EXERCISE PROMPT
Continue the blog post on absentee-ballot fraud in Miami-Dade County from its final sentence, keeping it separate from the items that follow.

TEXT SHOWN
>> START
Monday, October 08, 2012

Still Wondering How Rick Scott Won? You Need to Read This...

Crossposted as a Rec/Resc. diary on DKos

For those of you who don't know Florida, we are solid red in the north (especially the panhandle, which is called "Lower [or Baja] Alabama"), purple in the middle (Tampa thru Daytona) and deep blue in the south--especially Miami-Dade County (ranked one of the most liberal counties in America).

In 2010, during Bobblehead Rick Scott's gubernatorial fight with Alex Sink, he got creamed (expectedly) in Miami-Dade County on early voting and Election Day voting. But then something strange happened: Rick Scott won his seat with 20,745 absentee ballots from none other than Miami-Dade County.

His signature issue, (besides gutting education funding, killing high-speed rail, and anything else that makes Florida suck more), is voter suppression. On the heels of his ban on voting by freed prisoners and his now infamous voter "purge", he supported and signed into law last year a large series of voter suppression initiatives that cut early voting and essentially eliminated voter regisration drives.

All of this done in the name of "in-person voter fraud", of which he could find not one single instance of.

Yet strangely, governor Lex Luther and our GOP-controlled legislature, who claimed to be champions of curbing voter fraud, didn't curb the one election fraud issue that not only exists but is unfortunately very common here: absentee-ballot fraud.

None of this is more true than in Miami-Dade County, where absentee-ballot fraud is utterly rampant:

Absentee vote fraud destroying Miami-Dade elections - Miami Herald A dramatic increase in absentee voting in recent years means that absentee ballots are increasingly, and disproportionately, deciding our elections. But in many cases absentee voting patterns are so far out of sync with the rest of the county’s voting that it is obvious that something is seriously wrong. We have even reportedly seen cases of absentee ballots found in a local mayor’s car.

Five losing candidates in the August primaries have filed lawsuits in Miami-Dade alleging absentee-ballot fraud; and two ballot collectors (called "boleteros") were arrested.

The top boleteros are Republican, and each has teams of volunteers who have access to hundreds of voters. They are technically tasked with offering to help elderly or infirm voters fill out their ballots and ensure they get mailed. Yet in reality, many of them, shall we say, go "above and beyond" their job. There is ample opportunity to sway, bribe, or cajole their voters.... if not outright fill the ballot out for them and forge their signature.

Yes, that has definitely happened, as you can see if you read the whole article. Candidates in Miami-Dade are often contacted by boleteros promising a certain number of votes for a certain amount of money. This is not a new issue. Back in 1997, the Miami mayor’s race was overturned because of more than 5,000 fraudulent absentee ballots.
>> END
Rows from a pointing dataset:
>> START
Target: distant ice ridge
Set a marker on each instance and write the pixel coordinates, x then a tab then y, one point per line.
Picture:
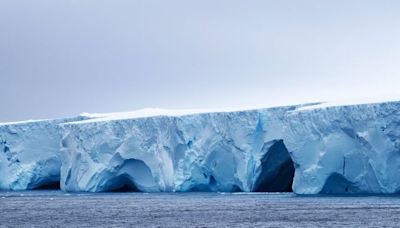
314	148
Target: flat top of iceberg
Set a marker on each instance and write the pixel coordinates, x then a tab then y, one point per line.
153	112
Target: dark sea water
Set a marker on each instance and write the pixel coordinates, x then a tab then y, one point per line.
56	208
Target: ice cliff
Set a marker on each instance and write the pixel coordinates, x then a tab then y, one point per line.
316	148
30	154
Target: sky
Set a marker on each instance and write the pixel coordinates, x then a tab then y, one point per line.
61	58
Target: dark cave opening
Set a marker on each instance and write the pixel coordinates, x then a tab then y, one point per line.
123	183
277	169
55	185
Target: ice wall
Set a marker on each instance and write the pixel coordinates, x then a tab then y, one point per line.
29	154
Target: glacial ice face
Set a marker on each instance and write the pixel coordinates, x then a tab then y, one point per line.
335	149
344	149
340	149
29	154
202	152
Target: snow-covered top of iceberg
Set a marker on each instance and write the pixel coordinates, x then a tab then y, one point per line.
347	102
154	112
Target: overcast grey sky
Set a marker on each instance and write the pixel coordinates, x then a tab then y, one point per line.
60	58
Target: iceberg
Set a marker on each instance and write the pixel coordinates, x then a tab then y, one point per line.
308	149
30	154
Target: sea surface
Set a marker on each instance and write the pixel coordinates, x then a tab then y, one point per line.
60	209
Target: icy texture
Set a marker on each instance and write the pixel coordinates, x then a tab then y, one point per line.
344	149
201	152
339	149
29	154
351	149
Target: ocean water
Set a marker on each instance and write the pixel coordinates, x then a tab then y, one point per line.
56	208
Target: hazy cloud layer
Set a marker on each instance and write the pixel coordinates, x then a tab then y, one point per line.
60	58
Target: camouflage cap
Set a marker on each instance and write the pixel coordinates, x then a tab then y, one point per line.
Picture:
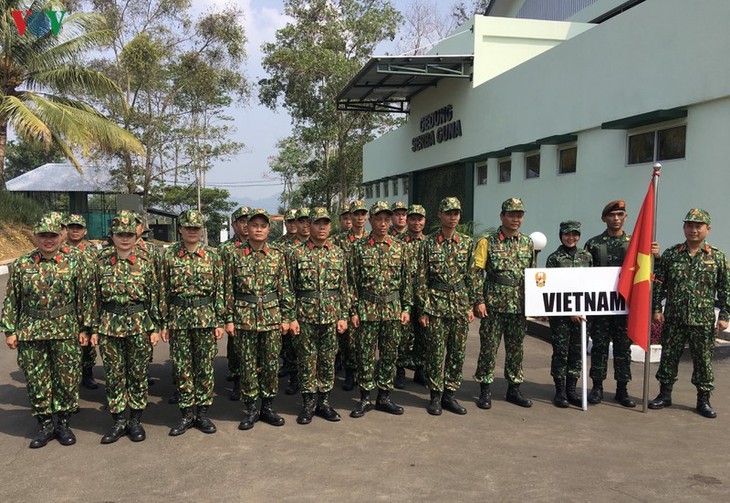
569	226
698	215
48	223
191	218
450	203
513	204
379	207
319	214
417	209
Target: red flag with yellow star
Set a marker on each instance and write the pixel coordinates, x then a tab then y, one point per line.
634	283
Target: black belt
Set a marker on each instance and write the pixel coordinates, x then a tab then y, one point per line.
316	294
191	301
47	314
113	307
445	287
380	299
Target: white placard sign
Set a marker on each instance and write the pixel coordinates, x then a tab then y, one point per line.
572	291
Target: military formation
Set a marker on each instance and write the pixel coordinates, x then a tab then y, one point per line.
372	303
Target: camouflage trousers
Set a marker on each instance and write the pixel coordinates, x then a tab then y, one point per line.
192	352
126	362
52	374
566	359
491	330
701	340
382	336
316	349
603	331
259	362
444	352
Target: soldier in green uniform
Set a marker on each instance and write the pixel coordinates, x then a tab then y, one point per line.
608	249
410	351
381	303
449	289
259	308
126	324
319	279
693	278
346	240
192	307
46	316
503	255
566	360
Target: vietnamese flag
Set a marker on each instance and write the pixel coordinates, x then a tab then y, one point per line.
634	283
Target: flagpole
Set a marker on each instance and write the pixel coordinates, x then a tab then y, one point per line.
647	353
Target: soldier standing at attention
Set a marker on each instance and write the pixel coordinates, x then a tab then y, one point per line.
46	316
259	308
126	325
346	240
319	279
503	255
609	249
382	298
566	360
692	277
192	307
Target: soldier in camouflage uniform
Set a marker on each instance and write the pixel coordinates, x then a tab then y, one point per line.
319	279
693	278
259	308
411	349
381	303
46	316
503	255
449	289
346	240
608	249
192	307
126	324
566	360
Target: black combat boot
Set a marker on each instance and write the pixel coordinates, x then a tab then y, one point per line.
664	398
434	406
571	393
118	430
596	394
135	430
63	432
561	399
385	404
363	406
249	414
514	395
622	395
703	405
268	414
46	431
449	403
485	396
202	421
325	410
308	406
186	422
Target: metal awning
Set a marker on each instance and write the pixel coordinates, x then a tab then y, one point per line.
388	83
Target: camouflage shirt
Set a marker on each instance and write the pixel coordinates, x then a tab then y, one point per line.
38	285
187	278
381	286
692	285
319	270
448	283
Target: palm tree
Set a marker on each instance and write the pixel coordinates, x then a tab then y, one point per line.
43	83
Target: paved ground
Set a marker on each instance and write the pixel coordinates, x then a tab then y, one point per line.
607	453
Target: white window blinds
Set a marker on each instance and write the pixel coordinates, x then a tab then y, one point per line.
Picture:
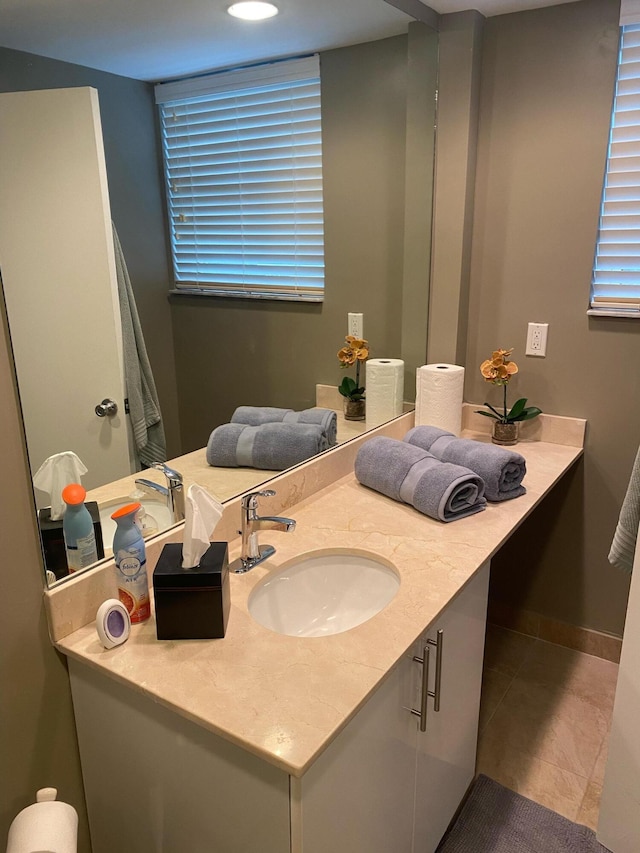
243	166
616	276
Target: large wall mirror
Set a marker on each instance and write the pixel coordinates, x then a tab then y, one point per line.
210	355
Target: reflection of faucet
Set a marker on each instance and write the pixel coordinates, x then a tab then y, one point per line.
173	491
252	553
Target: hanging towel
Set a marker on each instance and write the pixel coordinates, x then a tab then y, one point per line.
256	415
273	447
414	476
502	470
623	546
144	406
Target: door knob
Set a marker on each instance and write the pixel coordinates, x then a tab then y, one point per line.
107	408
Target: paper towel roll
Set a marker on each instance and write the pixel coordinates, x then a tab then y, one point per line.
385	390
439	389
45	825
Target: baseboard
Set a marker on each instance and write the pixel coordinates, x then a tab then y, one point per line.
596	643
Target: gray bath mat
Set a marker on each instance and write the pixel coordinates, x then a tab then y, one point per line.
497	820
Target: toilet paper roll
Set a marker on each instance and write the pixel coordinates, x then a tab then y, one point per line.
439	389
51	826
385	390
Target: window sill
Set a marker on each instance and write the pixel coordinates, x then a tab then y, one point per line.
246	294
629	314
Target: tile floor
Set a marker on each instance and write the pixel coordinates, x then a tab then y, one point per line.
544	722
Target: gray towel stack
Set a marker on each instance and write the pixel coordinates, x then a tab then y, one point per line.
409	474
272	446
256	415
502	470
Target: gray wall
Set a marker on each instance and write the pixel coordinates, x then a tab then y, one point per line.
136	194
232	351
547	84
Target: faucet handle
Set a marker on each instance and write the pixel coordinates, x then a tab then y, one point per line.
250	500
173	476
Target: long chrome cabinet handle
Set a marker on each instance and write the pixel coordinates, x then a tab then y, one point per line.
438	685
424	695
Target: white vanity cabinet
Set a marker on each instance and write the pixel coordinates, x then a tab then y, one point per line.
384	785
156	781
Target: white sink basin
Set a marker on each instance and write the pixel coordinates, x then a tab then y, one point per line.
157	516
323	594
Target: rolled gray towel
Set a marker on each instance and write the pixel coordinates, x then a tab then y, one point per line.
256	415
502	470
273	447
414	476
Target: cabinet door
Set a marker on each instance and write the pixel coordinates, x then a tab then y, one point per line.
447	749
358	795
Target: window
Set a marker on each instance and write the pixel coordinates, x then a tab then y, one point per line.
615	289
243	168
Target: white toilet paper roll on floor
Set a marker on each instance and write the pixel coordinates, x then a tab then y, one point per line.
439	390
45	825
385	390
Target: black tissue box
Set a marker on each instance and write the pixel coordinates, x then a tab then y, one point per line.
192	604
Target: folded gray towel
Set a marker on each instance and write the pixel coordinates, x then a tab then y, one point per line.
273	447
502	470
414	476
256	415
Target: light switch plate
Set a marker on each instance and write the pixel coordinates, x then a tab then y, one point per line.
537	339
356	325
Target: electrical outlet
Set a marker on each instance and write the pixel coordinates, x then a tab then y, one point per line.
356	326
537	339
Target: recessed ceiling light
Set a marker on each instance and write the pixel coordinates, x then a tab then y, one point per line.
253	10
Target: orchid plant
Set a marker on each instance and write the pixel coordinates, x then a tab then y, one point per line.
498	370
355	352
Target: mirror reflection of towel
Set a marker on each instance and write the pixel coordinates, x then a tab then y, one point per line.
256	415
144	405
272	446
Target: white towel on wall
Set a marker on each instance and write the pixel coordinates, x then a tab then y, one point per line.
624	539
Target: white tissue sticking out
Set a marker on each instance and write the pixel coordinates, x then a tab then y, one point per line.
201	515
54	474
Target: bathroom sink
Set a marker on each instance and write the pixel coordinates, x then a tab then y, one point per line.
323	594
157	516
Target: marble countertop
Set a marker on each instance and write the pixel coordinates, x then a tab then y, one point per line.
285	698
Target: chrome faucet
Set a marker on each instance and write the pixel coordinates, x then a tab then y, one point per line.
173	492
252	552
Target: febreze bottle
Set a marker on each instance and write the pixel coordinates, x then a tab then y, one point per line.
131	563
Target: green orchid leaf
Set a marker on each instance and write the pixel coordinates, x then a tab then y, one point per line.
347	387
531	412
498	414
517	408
>> END
EXERCISE OUTPUT
Boleteros are well-established and very prevalent in the Republican-heavy Cuban community in Miami-Dade. And Rick Scott was not above hiring them.

One of them was a person Rick Scott paid several thousand dollars to: Ms. Emelina Llanes. And much like her boss, Ms. Llanes is very ethically challenged:

But [Police Chief] Bolaños and another city employee told Miami New Times they saw Llanes go door-to-door at a Hialeah public housing building for the elderly during the city’s 2011 mayoral election, collecting ballots from elderly residents: “When she came out, we approached her because we believed she was carrying ballots,” Bolaños says. “She started yelling that she was being violated and that she had chest pains.” The ex-cop says Llanes, who allegedly had the ballots in a bag, ran into an apartment. When two Hialeah Police officers responded to the scene, they found no ballots, and Llanes denied the accusations.

Ms. Llanes is currently charged with illegally collecting ballots, which include a forged one on behalf of an elderly woman whose ballot was filled out even though she is currently unresponsive in an assisted living facility.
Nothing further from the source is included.